- _Job_:
Nothing in the records may be left out or altered; reproduce them all exactly.
################
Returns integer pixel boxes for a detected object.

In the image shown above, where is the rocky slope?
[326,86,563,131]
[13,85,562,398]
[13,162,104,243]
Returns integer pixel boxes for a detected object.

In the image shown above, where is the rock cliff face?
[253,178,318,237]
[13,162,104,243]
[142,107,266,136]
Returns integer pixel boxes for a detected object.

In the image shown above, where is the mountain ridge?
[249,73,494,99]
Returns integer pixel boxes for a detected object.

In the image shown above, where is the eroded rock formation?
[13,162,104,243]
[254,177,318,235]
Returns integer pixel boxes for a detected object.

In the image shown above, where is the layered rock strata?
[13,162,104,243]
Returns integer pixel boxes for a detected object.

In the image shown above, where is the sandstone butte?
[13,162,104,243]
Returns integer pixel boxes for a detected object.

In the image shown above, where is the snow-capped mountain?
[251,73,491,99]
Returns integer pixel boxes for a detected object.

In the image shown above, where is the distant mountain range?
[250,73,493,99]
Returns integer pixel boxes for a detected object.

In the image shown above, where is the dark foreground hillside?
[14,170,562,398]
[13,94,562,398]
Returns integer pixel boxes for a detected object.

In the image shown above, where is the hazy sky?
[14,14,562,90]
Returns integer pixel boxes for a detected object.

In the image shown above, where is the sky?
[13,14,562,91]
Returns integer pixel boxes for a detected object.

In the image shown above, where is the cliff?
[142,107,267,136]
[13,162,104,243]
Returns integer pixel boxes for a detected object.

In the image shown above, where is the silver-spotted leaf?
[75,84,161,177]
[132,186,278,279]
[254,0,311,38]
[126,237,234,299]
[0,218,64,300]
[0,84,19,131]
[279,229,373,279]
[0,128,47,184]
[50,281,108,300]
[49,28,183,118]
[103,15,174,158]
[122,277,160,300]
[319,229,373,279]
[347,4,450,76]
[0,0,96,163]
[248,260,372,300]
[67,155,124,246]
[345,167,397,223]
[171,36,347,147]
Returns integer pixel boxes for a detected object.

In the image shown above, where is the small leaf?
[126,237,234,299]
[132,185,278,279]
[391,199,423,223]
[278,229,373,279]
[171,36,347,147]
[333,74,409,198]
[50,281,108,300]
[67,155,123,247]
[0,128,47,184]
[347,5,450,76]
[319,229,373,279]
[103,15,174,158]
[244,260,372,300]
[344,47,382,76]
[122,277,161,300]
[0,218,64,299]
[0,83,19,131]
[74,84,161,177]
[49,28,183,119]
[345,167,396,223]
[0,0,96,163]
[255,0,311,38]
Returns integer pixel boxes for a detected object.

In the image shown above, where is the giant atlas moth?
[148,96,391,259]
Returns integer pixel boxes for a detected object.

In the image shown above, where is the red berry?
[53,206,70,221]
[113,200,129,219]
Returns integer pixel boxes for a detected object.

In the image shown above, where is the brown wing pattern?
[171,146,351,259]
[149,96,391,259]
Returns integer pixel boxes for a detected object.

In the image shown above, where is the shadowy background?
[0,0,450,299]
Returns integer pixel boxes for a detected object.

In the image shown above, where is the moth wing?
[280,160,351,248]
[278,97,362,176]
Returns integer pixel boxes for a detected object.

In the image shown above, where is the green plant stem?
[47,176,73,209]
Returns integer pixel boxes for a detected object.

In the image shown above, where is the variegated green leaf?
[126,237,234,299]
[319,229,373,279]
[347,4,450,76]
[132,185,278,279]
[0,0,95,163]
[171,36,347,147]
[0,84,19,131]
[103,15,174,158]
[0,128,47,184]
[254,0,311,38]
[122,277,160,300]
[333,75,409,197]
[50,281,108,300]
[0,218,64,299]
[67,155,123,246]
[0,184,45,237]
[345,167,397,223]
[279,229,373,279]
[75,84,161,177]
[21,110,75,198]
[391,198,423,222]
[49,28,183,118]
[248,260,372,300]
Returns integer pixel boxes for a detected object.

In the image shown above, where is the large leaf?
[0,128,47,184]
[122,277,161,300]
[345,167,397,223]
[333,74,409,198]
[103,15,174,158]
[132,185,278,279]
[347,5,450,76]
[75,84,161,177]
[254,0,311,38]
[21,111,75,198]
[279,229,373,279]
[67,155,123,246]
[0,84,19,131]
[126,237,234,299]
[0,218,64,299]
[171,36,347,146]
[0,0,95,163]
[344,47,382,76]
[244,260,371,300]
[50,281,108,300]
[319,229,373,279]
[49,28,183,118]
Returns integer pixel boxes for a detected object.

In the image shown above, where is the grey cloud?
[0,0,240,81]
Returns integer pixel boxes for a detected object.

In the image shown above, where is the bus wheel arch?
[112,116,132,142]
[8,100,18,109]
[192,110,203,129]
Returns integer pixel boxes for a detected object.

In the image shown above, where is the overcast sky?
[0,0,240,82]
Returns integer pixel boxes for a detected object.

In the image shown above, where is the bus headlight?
################
- _Response to this task_:
Returns integer pixel boxes for a detected object.

In the image shown above, where is the rocky slope?
[326,86,563,131]
[13,85,562,398]
[13,162,104,243]
Returns integer pixel boxes for a detected object.

In the image shown above, where is the rock cliff face?
[253,178,318,237]
[13,162,104,243]
[142,107,266,136]
Returns integer pixel boxes for a detected object.

In the image shown above, where is the mountain ridge?
[249,73,494,99]
Returns integer pixel boxes for a detected object.

In the image shown above, where is the eroded rock formation?
[13,162,104,243]
[254,177,318,235]
Returns integer pixel boxes for a detected object.

In the image shown above, where is the layered rock strata?
[13,162,104,243]
Returns integer pixel boxes for a detected object.

In the image shown above, where is the sandstone butte?
[13,162,104,243]
Returns integer pixel boxes for a detected object.

In the image shown above, where is the snow-capped mountain?
[251,73,491,99]
Returns integer pixel boxes for a detected object.

In the image shown above, where is the distant mountain range?
[250,73,493,99]
Returns integer pixel boxes for a detected object.

In the image shown above, where is the dark foreground hillside?
[14,170,562,398]
[13,94,562,398]
Returns integer pixel boxes for a detected object.

In the image shown above, where is the hazy sky?
[14,14,562,90]
Returns integer pixel boxes for a detected object.

In the image shown above, where is the sky?
[13,14,562,91]
Returns integer pixel boxes for a detected object.

In the image shown above, where is the cliff?
[142,107,267,136]
[13,162,104,243]
Returns integer pixel boxes for a detected object.

In the image shown above, where is the silver-spotted leaf?
[75,84,161,177]
[132,186,278,279]
[254,0,311,38]
[126,237,234,299]
[0,218,64,300]
[0,84,19,131]
[279,229,373,279]
[0,128,47,184]
[50,281,108,300]
[49,28,183,118]
[103,15,174,158]
[122,277,160,300]
[319,229,373,279]
[347,4,450,76]
[0,0,96,163]
[248,260,372,300]
[67,155,124,246]
[345,167,397,223]
[171,36,347,147]
Returns integer pixel boxes for a detected object.

In the image shown above, where is the small leaf?
[126,237,234,299]
[132,185,278,279]
[391,199,423,223]
[278,229,373,279]
[171,36,347,147]
[333,74,409,198]
[50,281,108,300]
[67,155,123,247]
[0,128,47,184]
[347,5,450,76]
[319,229,373,279]
[103,15,174,158]
[244,260,372,300]
[344,47,382,76]
[122,277,161,300]
[0,218,64,299]
[0,83,19,131]
[74,84,161,177]
[49,28,183,119]
[345,167,396,223]
[0,0,96,163]
[255,0,311,38]
Returns integer pixel boxes for a detected object.

In the image shown above, where is the giant atlas moth?
[148,96,391,259]
Returns integer pixel boxes for a detected object.

In the image shown above, where is the red berry?
[53,206,70,221]
[113,200,129,219]
Returns integer pixel boxes for a detected object.

In the image shown above, where is the brown wing pattern?
[171,146,351,259]
[149,96,391,259]
Returns integer pixel boxes for a detected object.

In the image shown above, where is the shadowy background?
[0,0,450,299]
Returns integer pixel boxes for a detected object.

In the image shown above, where is the moth wing?
[280,160,351,248]
[278,97,362,176]
Returns integer pixel boxes for a detected object.

In the image shown above, where is the green plant stem?
[47,176,73,209]
Returns integer pixel boxes for a detected object.

In the image shown above, where is the variegated green leaf?
[126,237,234,299]
[319,229,373,279]
[347,4,450,76]
[132,185,278,279]
[0,0,95,163]
[171,36,347,147]
[0,84,19,131]
[103,15,174,158]
[0,128,47,184]
[254,0,311,38]
[122,277,160,300]
[333,75,409,197]
[50,281,108,300]
[0,218,64,299]
[67,155,123,246]
[0,184,45,237]
[345,167,397,223]
[279,229,373,279]
[75,84,161,177]
[21,110,75,198]
[391,198,423,222]
[49,28,183,118]
[248,260,372,300]
Returns integer pixel boxes for a detected object.

In the image shown above, where is the large leaf?
[0,128,47,184]
[122,277,161,300]
[345,167,397,223]
[333,74,409,198]
[103,15,174,158]
[132,185,278,279]
[347,5,450,76]
[75,84,161,177]
[254,0,311,38]
[21,111,75,198]
[279,229,373,279]
[67,155,123,246]
[0,84,19,131]
[126,237,234,299]
[0,218,64,299]
[171,36,347,146]
[0,0,95,163]
[344,47,382,76]
[244,260,371,300]
[50,281,108,300]
[319,229,373,279]
[49,28,183,118]
Returns integer pixel boxes for a detected object.

In the image shown above, where is the grey cloud?
[0,0,240,81]
Returns integer pixel boxes for a detected object.

In the image shown above, where is the bus wheel arch?
[112,116,132,142]
[8,100,18,109]
[192,110,203,129]
Returns integer pixel boxes for a detected object.

In the image shown above, where is the overcast sky?
[0,0,240,82]
Returns integer pixel boxes for a detected object.

In the image shown above, where is the bus headlight?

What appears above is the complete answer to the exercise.